● **Written exercise**: Render each line of the material below as one string in a JSON list, skipping any blank lines.

● **Provided information**:
·····

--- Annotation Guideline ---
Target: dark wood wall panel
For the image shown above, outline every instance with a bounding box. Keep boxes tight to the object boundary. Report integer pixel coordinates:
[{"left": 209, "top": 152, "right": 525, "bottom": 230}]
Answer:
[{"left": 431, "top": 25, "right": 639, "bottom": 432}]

·····

● **Exercise output**:
[
  "--- Annotation Guideline ---",
  "Target: dark wood wall panel",
  "For the image shown above, outline every instance with a bounding box. Keep boxes tight to the object boundary. Report integer pixel coordinates:",
  "[{\"left\": 209, \"top\": 152, \"right\": 525, \"bottom\": 230}]",
  "Answer:",
  "[{\"left\": 431, \"top\": 25, \"right\": 639, \"bottom\": 432}]"
]